**APPLICAZIONE DELLA LETTURA:**
1. Nel brano su Seyran Demir, in quale anno le era stato diagnosticato un tumore osseo?
2. Elenchi tutte le città in cui, secondo il brano su Seyran Demir, la prigioniera è stata detenuta.

**BRANO DA LEGGERE:**
------------------------
L’appello drammatico proviene direttamente dal
padre. Seyran Demir, una prigioniera politica seriamente ammalata, è
attualmente in pericolo di vita. Ancora nel 2006 le era stato diagnosticato un
tumore osseo. Grazie alle cure e ai trattamenti nel 2009 aveva conosciuto un
miglioramento significativo ma la sua situazione è tornata fatalmente ad
aggravarsi dopo un primo arresto nel 2013.
Reclusa
a Mus, segregata in cella di tipo F, il suo peso in soli 40 giorni era passato
da 56 a 30 kg. Rilasciata nel 2014, veniva nuovamente fermata nel novembre
2015. In custodia cautelare ha subìto maltrattamenti e torture sessuali da
parte della polizia. Nuovamente arrestata, è stata sottoposta a carcerazione di
tipo E a Urfa, in isolamento per 26 giorni. Successivamente veniva rinchiusa
nella prigione Karatas di Adana mentre le sue condizioni fisiche e psichiche
peggioravano sensibilmente. Trasferita nel carcere chiuso (tipo C) di Tarsus,
ha potuto telefonare alla famiglia raccontando quanto era avvenuto durante
l’ultimo trasferimento, quando nonostante le sue condizioni era stata
«torturata e picchiata». In seguito «dal giorno del mio arrivo le guardie e i
soldati mi hanno costantemente insultata e sottoposta a pressioni psicologiche».
Nadir
Demir, il padre della prigioniera, ha denunciato come sua figlia sia ormai
morente. Quando è stata portata in ospedale le sono state rifiutate le cure
«perché è una prigioniera politica». Inoltre «c’è un’ernia nel suo collo, ha
problemi a respirare e ci sono cisti che si formano intorno ai denti. Ora in
bocca le sono rimasti solo due denti, così deve assumere cibo liquido».
Al
momento dell’arresto, Demir era ancora sottoposta alle cure antitumorali. Le
testimonianze contro di lei ufficialmente sono ancora segrete ma il padre ha
spiegato in conferenza stampa che «hanno arrestato mia figlia senza alcuna
prova. Tutti sanno chi è questa persona che chiamano testimone segreto. Mia
figlia ci aveva già detto che costui le avrebbe fatto del male. Con la
testimonianza di questa persona, mia figlia è stata arrestata e tenuta in
carcere per 4 anni pur essendo malata». Ha poi aggiunto: «Non c’è insulto, non
c’è tortura o repressione che mia figlia non abbia sperimentato negli anni che
ha passato in carcere. Che tipo di Paese è questo? Hanno fatto tutto ciò che
potevano a una persona che affronta la morte. Ora basta, devono lasciarla
andare in modo che fuori possa continuare le cure».
E
senza dimenticare coloro che versano nella medesima condizione, il padre ha
così concluso: «Dobbiamo agire per prigioniere e prigionieri malati prima che
sia troppo tardi, così non moriranno in carcere». Un appello a cui dovrebbe
associarsi chiunque abbia a cuore il rispetto dei diritti umani.
------------------------
**MATERIALE FORNITO:**
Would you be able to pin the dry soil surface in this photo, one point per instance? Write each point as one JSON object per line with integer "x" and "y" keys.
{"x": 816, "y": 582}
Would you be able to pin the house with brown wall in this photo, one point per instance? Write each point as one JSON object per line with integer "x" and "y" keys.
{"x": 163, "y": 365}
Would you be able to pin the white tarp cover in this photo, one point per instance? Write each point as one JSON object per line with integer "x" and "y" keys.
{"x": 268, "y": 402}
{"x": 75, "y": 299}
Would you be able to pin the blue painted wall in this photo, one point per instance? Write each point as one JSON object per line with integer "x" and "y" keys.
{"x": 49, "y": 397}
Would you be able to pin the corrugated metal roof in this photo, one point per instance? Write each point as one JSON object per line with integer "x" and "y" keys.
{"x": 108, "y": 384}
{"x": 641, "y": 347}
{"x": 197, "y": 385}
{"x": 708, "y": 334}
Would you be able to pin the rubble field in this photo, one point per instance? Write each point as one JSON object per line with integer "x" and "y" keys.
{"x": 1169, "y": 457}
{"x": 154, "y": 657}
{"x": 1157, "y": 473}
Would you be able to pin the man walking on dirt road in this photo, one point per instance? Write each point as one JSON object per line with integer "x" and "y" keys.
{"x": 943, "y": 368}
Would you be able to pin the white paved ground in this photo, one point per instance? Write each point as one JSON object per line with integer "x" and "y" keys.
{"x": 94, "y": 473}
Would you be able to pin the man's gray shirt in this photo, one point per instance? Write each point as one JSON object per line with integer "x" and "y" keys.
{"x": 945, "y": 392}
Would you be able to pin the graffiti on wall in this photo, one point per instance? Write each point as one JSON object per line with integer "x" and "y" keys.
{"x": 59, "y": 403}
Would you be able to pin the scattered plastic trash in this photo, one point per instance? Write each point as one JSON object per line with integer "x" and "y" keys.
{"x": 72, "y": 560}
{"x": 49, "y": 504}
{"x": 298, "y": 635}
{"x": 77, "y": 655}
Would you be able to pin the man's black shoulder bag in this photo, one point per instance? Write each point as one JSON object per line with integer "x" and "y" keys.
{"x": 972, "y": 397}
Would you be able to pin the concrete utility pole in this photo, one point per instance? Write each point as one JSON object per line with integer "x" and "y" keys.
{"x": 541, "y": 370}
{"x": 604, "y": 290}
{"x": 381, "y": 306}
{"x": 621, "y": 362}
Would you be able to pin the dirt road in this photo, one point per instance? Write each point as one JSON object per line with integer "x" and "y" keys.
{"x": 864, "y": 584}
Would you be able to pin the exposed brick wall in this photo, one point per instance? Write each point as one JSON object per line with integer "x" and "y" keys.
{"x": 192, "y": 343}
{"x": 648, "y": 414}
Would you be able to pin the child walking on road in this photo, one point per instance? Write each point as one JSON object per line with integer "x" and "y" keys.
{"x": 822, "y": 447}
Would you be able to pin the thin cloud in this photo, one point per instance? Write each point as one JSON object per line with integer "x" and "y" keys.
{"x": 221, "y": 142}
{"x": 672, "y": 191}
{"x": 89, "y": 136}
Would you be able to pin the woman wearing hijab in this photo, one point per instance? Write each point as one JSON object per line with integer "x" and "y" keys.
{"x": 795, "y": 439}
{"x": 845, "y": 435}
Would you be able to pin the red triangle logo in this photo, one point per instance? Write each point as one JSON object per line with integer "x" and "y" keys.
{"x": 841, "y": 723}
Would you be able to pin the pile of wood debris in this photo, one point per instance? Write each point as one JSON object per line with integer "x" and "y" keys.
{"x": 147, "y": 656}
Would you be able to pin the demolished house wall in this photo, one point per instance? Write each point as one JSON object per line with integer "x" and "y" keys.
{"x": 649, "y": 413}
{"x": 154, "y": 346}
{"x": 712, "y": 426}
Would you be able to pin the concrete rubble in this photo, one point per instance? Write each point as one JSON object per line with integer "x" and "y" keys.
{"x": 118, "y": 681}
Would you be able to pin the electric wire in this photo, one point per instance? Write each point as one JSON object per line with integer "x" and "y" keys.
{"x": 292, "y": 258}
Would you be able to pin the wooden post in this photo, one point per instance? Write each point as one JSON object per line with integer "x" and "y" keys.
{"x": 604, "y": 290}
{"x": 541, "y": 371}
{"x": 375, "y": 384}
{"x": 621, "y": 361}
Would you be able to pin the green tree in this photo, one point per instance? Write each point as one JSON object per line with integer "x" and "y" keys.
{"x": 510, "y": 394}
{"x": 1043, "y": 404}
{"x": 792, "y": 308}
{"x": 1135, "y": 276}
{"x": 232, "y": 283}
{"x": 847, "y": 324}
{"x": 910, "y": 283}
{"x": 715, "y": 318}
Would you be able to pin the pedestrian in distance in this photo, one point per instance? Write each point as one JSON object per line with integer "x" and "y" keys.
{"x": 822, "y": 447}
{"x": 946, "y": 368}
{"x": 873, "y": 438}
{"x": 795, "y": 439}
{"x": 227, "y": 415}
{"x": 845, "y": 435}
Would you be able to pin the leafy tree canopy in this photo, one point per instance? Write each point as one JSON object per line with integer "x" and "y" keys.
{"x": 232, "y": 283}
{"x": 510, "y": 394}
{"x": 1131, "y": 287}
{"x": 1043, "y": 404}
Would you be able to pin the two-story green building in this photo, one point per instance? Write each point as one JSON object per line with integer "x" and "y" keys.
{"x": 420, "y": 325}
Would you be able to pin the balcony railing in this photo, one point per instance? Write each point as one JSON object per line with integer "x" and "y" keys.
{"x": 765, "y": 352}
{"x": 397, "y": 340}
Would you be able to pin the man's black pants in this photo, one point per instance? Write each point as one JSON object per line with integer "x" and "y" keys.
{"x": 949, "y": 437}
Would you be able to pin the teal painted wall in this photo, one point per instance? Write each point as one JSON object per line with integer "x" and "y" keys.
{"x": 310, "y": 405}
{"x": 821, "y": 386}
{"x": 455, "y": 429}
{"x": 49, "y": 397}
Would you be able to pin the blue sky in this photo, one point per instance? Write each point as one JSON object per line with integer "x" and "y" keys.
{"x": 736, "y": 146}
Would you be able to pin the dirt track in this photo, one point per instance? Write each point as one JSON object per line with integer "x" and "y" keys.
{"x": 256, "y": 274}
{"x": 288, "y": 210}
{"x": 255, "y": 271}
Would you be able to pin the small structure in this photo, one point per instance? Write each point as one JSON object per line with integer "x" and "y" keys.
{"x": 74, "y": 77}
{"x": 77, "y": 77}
------------------------
**SOLUZIONI DEGLI ESERCIZI:**
1. Nel 2006.

2. Mus, Urfa, Adana, Tarsus